--- Input for this task ---

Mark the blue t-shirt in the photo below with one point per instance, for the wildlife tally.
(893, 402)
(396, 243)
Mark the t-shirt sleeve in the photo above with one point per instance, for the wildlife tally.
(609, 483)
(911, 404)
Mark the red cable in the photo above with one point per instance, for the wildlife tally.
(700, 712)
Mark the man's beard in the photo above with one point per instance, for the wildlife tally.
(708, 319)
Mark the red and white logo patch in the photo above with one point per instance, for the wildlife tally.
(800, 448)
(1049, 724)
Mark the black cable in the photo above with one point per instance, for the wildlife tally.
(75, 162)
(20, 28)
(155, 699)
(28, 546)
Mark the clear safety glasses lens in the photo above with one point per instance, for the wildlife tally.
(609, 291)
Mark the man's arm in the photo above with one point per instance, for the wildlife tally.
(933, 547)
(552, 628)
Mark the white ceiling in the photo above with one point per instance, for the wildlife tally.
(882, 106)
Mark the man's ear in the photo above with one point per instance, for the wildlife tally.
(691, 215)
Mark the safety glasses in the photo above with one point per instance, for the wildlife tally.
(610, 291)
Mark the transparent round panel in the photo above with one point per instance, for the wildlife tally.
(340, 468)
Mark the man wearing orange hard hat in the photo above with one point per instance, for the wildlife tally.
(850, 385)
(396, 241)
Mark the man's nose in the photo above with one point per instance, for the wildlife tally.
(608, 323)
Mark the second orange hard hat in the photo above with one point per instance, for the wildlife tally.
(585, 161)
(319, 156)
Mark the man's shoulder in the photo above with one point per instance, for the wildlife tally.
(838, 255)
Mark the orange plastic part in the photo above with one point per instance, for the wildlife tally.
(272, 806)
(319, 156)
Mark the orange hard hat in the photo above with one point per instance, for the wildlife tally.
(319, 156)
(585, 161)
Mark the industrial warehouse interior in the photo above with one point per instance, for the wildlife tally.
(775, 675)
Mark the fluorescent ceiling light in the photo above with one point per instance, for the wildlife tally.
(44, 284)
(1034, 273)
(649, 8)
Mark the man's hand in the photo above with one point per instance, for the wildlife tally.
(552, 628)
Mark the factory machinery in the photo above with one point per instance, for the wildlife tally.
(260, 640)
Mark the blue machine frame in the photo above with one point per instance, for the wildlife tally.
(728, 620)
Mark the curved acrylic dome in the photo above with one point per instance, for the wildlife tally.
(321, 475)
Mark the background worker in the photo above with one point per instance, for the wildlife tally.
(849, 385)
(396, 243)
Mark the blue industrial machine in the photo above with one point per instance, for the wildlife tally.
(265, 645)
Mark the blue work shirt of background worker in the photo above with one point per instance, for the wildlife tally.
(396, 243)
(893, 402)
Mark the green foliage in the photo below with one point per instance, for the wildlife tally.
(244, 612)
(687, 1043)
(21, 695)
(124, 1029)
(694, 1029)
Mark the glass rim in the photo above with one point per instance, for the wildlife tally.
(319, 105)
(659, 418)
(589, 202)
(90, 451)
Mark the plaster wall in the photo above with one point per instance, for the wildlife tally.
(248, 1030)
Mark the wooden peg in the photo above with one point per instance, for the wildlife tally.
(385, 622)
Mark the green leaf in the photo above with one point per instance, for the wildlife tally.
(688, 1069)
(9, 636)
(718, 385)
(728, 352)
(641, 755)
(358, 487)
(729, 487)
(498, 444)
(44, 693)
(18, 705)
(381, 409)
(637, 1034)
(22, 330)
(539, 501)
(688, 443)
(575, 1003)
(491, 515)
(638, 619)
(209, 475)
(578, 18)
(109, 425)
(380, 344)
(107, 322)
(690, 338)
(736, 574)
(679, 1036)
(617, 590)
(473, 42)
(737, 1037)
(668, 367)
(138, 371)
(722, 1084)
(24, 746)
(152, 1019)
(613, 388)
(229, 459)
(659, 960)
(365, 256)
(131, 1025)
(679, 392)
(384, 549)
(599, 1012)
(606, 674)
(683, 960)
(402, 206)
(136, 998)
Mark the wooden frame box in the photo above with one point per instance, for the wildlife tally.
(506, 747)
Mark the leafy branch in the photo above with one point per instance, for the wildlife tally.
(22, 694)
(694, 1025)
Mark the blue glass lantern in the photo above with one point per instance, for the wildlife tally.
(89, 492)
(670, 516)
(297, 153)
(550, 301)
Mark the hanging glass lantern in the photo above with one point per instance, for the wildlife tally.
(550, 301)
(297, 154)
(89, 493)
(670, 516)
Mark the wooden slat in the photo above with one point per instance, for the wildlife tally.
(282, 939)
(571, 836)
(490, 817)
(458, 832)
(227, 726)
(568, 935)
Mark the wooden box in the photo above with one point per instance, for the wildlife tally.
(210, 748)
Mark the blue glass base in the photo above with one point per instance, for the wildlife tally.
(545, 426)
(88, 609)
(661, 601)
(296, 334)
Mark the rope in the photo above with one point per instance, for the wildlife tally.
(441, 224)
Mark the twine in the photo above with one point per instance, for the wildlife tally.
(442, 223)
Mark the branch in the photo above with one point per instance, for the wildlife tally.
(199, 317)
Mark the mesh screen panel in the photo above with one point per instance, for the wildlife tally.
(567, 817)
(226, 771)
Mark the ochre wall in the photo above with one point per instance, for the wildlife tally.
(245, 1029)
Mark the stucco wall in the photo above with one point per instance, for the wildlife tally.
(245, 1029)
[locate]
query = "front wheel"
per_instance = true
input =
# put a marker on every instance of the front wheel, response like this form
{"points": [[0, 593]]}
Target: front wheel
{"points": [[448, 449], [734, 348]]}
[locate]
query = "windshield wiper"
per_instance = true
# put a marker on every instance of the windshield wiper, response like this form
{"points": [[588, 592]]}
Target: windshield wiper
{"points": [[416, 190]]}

---

Reproduce verbatim only the lines from the one holding "Target: front wheel" through the end of the records.

Solution:
Target: front wheel
{"points": [[448, 449], [734, 348]]}
[locate]
query = "windshield wiper"
per_instance = true
# put a marker on every instance of the windshield wiper, response like this form
{"points": [[588, 592]]}
Target: windshield wiper
{"points": [[416, 190]]}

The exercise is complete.